* _Requirement_:
Please turn the records below into a numbered list, leaving out any blank lines.

* _Given records_:

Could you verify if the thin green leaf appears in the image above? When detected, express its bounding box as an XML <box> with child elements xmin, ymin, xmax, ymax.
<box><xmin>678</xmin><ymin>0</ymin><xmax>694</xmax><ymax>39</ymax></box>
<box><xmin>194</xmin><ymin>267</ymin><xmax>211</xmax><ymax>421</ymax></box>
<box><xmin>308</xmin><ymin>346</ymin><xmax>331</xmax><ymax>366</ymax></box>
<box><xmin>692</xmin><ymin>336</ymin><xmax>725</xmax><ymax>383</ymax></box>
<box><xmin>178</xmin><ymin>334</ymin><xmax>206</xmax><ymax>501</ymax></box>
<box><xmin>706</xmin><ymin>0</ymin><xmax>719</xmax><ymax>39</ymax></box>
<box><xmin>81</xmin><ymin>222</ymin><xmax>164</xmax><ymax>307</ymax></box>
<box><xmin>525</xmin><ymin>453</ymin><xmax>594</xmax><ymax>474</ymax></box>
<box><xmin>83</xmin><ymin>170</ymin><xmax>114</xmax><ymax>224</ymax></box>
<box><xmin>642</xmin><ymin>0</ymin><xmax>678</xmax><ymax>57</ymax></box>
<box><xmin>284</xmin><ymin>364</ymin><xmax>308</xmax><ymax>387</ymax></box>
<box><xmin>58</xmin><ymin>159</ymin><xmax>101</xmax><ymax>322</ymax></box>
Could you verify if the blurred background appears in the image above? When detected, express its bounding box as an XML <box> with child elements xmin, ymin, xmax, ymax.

* _Reply_:
1. Could you verify if the thin green leaf appears in the image above? When detected, express its bounding box as an XML <box> with child elements xmin, ymin, xmax, ymax.
2. <box><xmin>678</xmin><ymin>0</ymin><xmax>694</xmax><ymax>39</ymax></box>
3. <box><xmin>194</xmin><ymin>267</ymin><xmax>211</xmax><ymax>421</ymax></box>
4. <box><xmin>308</xmin><ymin>346</ymin><xmax>331</xmax><ymax>366</ymax></box>
5. <box><xmin>692</xmin><ymin>336</ymin><xmax>725</xmax><ymax>383</ymax></box>
6. <box><xmin>178</xmin><ymin>334</ymin><xmax>206</xmax><ymax>501</ymax></box>
7. <box><xmin>706</xmin><ymin>0</ymin><xmax>719</xmax><ymax>39</ymax></box>
8. <box><xmin>81</xmin><ymin>222</ymin><xmax>164</xmax><ymax>307</ymax></box>
9. <box><xmin>525</xmin><ymin>453</ymin><xmax>594</xmax><ymax>474</ymax></box>
10. <box><xmin>83</xmin><ymin>170</ymin><xmax>114</xmax><ymax>224</ymax></box>
11. <box><xmin>642</xmin><ymin>0</ymin><xmax>678</xmax><ymax>57</ymax></box>
12. <box><xmin>284</xmin><ymin>364</ymin><xmax>308</xmax><ymax>387</ymax></box>
13. <box><xmin>58</xmin><ymin>159</ymin><xmax>101</xmax><ymax>322</ymax></box>
14. Could you verify if the blurred background appears in the image above? When detected, express its bounding box as an XML <box> with child elements xmin, ymin, xmax, ymax.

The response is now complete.